### PAGE EXTRACT
As I drove through Cincinnati, Ohio last week, electronic signs for miles along the interstate warned travelers that an Air Quality Alert was in effect.
Seeing the signs was a reminder that Ohio continues to be coal mining country.
Ohioans were suffering through an Air Quality Alert last week – the first week of summer – and perhaps have had others before then. How bad will it get before summer is over?
The Mid-Ohio Regional Planning Commission, recommends to everyone the following:
• Travel by carpooling or combining trips, or bike or use public transportation.
• Turn off the motor if traffic is at a standstill, instead of idling.
• Avoid refueling your vehicle or wait until dusk if you need more gas.
• Avoid mowing the lawn on alert days.
• Avoid being outside for extended periods of time.
At the same time that Ohio and other areas are enduring these kinds of air quality issues, the Trump administration continues its steady pace of regulatory rollbacks that put air quality more and more at risk.

### EXTRACTED ENTRIES

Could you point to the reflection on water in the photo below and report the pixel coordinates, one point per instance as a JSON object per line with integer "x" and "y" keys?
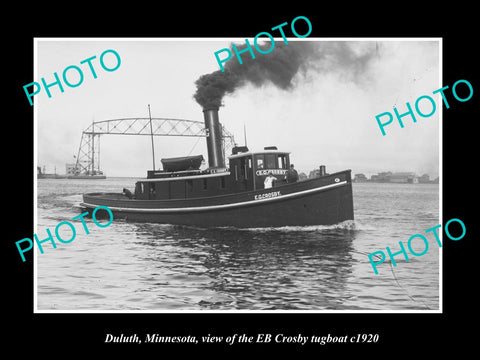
{"x": 273, "y": 269}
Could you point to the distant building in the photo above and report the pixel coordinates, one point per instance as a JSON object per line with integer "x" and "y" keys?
{"x": 381, "y": 177}
{"x": 398, "y": 177}
{"x": 424, "y": 179}
{"x": 404, "y": 178}
{"x": 360, "y": 178}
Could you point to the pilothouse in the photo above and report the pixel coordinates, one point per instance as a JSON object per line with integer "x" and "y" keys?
{"x": 256, "y": 190}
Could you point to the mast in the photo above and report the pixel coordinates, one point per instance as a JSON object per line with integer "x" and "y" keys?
{"x": 151, "y": 137}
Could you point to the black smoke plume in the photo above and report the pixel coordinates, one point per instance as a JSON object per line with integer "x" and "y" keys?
{"x": 280, "y": 66}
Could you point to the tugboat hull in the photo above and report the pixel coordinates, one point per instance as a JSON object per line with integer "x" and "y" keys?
{"x": 324, "y": 200}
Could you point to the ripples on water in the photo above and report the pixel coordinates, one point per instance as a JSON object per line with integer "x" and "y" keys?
{"x": 145, "y": 266}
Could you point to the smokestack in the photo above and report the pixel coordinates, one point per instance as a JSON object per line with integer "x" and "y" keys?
{"x": 214, "y": 138}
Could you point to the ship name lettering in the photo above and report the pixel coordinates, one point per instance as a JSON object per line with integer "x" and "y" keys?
{"x": 267, "y": 195}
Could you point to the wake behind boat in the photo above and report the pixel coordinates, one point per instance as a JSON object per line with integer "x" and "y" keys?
{"x": 254, "y": 191}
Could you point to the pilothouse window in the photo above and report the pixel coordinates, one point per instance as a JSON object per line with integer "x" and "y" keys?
{"x": 270, "y": 161}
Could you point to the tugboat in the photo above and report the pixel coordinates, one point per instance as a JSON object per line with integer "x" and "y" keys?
{"x": 237, "y": 196}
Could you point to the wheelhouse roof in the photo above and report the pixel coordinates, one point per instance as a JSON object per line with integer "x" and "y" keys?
{"x": 250, "y": 153}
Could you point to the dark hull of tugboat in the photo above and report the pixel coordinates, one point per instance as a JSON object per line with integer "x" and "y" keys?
{"x": 324, "y": 200}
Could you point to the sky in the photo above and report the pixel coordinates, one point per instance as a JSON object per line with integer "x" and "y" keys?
{"x": 327, "y": 118}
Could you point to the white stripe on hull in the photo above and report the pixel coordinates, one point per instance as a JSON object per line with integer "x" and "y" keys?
{"x": 221, "y": 206}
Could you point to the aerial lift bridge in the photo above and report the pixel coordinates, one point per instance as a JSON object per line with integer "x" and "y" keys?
{"x": 88, "y": 157}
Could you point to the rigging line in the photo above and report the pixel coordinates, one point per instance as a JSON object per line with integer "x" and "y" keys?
{"x": 196, "y": 142}
{"x": 396, "y": 280}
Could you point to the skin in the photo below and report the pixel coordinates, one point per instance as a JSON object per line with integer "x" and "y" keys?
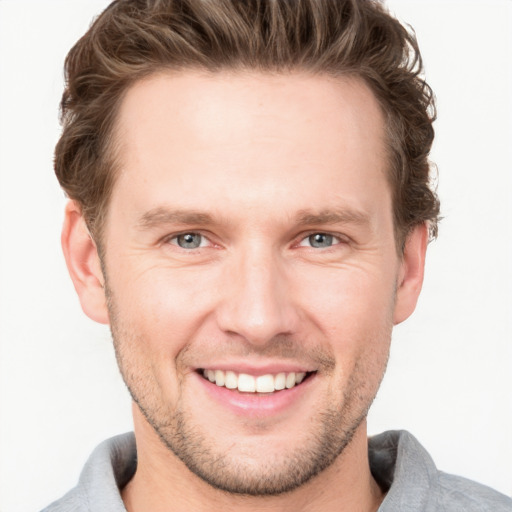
{"x": 256, "y": 164}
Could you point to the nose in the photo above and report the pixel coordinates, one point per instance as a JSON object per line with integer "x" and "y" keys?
{"x": 256, "y": 299}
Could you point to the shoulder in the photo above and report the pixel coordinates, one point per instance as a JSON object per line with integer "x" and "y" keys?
{"x": 108, "y": 469}
{"x": 457, "y": 493}
{"x": 405, "y": 470}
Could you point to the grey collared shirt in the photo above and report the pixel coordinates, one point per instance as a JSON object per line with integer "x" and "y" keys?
{"x": 398, "y": 462}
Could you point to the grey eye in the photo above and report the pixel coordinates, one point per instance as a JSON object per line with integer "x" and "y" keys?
{"x": 320, "y": 240}
{"x": 189, "y": 240}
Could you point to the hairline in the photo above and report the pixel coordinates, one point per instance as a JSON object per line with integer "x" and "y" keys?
{"x": 110, "y": 150}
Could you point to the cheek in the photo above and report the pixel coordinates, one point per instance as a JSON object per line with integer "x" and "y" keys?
{"x": 348, "y": 303}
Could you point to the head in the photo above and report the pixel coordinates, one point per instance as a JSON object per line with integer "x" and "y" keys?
{"x": 254, "y": 178}
{"x": 132, "y": 40}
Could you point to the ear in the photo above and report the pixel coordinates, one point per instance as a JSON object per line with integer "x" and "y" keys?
{"x": 83, "y": 264}
{"x": 410, "y": 277}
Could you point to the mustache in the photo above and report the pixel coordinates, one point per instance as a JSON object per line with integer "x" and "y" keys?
{"x": 282, "y": 347}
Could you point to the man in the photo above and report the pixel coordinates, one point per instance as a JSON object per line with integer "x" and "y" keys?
{"x": 249, "y": 211}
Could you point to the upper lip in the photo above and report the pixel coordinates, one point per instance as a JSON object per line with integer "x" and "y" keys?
{"x": 258, "y": 369}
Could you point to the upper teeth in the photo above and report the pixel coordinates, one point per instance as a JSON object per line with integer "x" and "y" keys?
{"x": 250, "y": 384}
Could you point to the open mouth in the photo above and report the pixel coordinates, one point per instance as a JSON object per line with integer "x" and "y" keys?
{"x": 245, "y": 383}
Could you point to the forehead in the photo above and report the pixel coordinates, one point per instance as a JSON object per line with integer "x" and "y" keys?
{"x": 252, "y": 138}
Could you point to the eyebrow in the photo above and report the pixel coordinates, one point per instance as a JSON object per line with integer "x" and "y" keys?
{"x": 161, "y": 216}
{"x": 336, "y": 216}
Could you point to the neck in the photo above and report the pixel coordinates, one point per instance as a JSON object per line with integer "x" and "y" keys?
{"x": 162, "y": 482}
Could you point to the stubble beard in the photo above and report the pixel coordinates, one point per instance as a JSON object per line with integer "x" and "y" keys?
{"x": 329, "y": 434}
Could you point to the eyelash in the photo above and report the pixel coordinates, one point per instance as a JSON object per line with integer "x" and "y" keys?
{"x": 339, "y": 239}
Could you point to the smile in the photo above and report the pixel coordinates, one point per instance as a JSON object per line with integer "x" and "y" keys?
{"x": 246, "y": 383}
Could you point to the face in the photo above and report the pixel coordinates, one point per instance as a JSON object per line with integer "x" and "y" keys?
{"x": 251, "y": 269}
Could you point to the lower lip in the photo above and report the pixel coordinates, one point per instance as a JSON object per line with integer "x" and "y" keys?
{"x": 257, "y": 404}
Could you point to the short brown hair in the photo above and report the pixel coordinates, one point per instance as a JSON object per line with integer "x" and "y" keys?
{"x": 132, "y": 39}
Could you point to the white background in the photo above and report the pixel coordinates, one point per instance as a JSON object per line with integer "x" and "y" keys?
{"x": 450, "y": 375}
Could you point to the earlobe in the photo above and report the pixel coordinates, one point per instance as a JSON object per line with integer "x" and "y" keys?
{"x": 83, "y": 264}
{"x": 410, "y": 278}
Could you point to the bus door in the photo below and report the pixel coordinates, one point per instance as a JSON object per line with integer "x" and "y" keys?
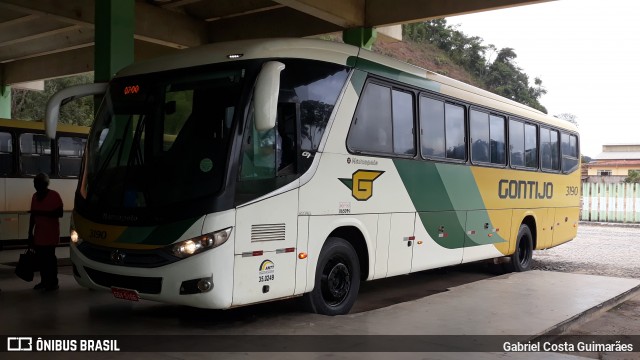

### TASKS TO PERFORM
- a) From the Ohio air quality text, return the passage that begins at the words "Seeing the signs" and stops after the words "use public transportation.", copied exactly.
- b) In the Ohio air quality text, which organization gives the recommendations to everyone?
- c) List every recommendation that the Ohio air quality text gives for alert days.

### RESPONSE LIST
- a)
Seeing the signs was a reminder that Ohio continues to be coal mining country.
Ohioans were suffering through an Air Quality Alert last week – the first week of summer – and perhaps have had others before then. How bad will it get before summer is over?
The Mid-Ohio Regional Planning Commission, recommends to everyone the following:
• Travel by carpooling or combining trips, or bike or use public transportation.

- b) The Mid-Ohio Regional Planning Commission.

- c)
- Travel by carpooling or combining trips, or bike or use public transportation.
- Turn off the motor if traffic is at a standstill, instead of idling.
- Avoid refueling your vehicle or wait until dusk if you need more gas.
- Avoid mowing the lawn on alert days.
- Avoid being outside for extended periods of time.